PROBLEM DESCRIPTION — In the Julia array notes, which function reverses the input array itself instead of making a reversed copy?

--- begin DOCUMENT EXTRACT ---

Arithmetic Operations With Flattening

snippet.juliarepl
julia> @. [ 10 + [1,+1]*2; 20 + [3,+5]^1 ]
4-element Array{Int64,1}:
  8
 12
 17
 25

julia> vcat(@. (10 + (-i:i)*2 for i=1:2)...)
8-element Array{Int64,1}:
  8
 10
 12
  6
  8
 10
 12
 14

Leading or Lagging Arrays

  • A lag() function unshifts NaN or Missing onto a vector and pops off the vector's last element.
  • The functions chapter defines a good lag() vector function that also handles missing well.
  • ShiftedArrays.jl offers similar functionality (and even some event-study capability to shift multiple vectors for alignment). It is a little more efficient (working with views rather than copies, but it always uses Missing instead of NaN. Missing works for all types, but are much slower).
  • TimeSeries.jl Package provides TimeArray object lead() and lag() functions. It is covered in Univariate Timeseries.

Reversing Arrays

snippet.juliarepl
julia> reverse([1,2,3])
3-element Array{Int64,1}:
 3
 2
 1

Like sort, the reverse function creates a copy of the argument array and reverses that. If you'd like to reverse the input array, use the reverse! function.

Iterating over Arrays

Many use cases for arrays involve iterating over each element, and applying some operation on each element. The result could be a new array, changes to the same array, or an aggregate of some kind.

--- end DOCUMENT EXTRACT ---
--- begin DATA RECORDS ---

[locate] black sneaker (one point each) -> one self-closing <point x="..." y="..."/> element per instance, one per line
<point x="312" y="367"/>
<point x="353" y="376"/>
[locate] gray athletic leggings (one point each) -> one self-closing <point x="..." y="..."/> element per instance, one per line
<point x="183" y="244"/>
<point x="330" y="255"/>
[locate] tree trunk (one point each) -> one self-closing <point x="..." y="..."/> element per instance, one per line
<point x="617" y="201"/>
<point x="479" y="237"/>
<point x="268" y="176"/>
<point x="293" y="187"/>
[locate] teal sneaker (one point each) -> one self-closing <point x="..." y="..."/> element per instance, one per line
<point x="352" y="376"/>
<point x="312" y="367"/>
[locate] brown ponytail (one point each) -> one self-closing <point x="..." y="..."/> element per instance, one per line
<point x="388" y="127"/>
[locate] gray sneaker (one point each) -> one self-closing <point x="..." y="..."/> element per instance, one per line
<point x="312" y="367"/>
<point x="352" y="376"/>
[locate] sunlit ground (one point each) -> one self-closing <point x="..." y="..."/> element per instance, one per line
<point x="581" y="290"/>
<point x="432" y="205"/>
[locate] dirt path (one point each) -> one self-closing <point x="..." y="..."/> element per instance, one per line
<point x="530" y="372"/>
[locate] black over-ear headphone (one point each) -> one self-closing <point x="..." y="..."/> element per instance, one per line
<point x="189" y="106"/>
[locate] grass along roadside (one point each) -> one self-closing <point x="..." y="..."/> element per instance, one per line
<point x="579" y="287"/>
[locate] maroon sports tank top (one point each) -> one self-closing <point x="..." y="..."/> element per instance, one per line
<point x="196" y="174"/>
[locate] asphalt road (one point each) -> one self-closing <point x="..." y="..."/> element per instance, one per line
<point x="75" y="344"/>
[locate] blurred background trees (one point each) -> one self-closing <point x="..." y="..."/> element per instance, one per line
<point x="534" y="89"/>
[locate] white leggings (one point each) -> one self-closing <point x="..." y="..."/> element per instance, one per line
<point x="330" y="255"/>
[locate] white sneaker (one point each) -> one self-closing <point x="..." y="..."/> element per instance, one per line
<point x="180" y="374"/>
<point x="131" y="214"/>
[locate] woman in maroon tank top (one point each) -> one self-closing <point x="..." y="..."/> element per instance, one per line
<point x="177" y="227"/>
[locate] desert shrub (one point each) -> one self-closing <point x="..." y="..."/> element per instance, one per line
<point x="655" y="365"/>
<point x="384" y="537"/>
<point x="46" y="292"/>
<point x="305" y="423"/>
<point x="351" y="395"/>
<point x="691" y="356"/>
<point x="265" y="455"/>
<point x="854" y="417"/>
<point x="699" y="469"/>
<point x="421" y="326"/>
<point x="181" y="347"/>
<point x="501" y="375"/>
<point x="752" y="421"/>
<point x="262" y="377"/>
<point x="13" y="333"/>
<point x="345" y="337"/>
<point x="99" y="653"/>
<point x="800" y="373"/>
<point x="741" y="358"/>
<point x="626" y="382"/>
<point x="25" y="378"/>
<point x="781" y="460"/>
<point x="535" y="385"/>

--- end DATA RECORDS ---
--- begin DATA RECORDS ---

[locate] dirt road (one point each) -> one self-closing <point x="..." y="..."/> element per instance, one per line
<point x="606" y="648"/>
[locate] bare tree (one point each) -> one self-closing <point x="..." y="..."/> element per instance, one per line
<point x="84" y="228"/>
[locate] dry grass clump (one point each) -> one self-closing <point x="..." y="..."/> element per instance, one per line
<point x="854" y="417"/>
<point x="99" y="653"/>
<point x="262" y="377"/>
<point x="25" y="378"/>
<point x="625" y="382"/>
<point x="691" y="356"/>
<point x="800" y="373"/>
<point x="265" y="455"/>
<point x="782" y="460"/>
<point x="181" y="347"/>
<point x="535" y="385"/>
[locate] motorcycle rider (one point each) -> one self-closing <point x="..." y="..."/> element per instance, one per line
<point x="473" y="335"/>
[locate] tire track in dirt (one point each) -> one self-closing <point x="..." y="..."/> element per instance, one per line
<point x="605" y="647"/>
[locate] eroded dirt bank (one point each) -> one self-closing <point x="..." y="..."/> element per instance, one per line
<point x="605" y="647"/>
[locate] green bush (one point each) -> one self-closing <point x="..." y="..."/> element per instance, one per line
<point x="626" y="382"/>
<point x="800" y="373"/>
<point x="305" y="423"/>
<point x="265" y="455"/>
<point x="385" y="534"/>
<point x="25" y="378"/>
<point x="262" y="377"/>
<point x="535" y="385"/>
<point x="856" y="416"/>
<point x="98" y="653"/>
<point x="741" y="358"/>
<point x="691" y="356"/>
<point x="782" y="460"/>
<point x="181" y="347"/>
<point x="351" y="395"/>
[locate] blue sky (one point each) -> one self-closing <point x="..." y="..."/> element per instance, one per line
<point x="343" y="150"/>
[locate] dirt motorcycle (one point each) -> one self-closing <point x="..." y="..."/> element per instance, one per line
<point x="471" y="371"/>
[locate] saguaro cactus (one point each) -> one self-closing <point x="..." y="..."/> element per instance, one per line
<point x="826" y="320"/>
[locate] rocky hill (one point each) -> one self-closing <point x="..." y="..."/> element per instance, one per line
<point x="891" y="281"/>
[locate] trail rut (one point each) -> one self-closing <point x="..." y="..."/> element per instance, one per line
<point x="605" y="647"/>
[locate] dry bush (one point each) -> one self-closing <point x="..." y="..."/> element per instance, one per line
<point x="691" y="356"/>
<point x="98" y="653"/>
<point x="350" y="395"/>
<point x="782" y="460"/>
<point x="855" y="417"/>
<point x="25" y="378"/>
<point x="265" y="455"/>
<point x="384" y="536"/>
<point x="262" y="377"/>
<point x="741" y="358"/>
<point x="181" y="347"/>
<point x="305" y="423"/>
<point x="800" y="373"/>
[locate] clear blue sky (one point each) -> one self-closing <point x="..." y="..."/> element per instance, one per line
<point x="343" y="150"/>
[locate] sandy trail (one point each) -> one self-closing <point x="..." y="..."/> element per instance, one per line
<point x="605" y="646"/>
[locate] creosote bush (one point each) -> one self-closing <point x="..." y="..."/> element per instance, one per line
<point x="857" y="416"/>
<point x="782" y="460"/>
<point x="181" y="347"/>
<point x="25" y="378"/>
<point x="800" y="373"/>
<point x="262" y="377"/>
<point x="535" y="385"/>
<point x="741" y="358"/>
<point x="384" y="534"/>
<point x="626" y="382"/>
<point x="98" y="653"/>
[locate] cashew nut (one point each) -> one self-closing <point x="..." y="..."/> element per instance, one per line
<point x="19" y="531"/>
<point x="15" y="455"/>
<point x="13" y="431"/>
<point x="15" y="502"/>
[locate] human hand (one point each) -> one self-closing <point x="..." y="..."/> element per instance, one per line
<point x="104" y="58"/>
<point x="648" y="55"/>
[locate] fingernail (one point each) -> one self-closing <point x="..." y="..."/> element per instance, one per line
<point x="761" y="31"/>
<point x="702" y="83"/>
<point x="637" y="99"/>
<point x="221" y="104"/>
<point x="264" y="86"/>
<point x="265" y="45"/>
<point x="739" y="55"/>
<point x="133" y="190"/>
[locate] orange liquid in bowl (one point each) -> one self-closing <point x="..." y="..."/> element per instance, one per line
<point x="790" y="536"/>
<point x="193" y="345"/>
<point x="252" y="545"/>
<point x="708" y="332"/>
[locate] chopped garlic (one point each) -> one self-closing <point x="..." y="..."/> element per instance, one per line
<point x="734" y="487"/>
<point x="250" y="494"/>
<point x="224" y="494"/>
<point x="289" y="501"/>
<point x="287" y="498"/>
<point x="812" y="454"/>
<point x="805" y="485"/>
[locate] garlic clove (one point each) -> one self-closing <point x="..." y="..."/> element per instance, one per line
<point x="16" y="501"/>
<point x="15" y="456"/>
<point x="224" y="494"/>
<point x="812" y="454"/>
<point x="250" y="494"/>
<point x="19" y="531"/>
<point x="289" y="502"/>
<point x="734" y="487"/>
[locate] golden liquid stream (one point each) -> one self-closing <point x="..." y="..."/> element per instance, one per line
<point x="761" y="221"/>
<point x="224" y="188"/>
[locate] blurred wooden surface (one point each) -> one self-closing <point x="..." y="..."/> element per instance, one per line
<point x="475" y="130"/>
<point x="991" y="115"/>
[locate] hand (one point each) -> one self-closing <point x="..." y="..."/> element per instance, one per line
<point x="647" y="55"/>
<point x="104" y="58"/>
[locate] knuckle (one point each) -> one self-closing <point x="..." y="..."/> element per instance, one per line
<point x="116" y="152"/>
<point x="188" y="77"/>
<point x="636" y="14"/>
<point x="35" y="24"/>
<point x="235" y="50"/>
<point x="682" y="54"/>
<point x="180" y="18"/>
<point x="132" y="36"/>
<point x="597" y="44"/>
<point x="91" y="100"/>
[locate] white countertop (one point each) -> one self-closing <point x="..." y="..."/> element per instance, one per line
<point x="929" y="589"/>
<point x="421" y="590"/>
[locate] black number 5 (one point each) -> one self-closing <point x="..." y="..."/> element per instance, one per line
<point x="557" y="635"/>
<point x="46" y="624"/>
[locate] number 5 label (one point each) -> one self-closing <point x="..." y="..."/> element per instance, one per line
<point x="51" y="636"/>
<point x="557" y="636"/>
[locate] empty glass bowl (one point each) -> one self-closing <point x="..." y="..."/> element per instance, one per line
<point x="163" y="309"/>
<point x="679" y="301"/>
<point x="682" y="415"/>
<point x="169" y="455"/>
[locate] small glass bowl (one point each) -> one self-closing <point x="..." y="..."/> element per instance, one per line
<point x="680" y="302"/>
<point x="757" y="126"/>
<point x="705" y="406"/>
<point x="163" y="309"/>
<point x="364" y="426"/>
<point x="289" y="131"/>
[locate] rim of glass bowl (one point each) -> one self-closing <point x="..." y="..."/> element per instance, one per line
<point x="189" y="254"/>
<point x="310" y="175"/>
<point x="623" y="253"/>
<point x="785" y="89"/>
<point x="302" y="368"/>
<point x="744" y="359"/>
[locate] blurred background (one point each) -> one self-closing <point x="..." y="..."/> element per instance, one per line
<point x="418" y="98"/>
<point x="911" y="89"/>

--- end DATA RECORDS ---

OUTPUT OF THE TASK — The reverse! function.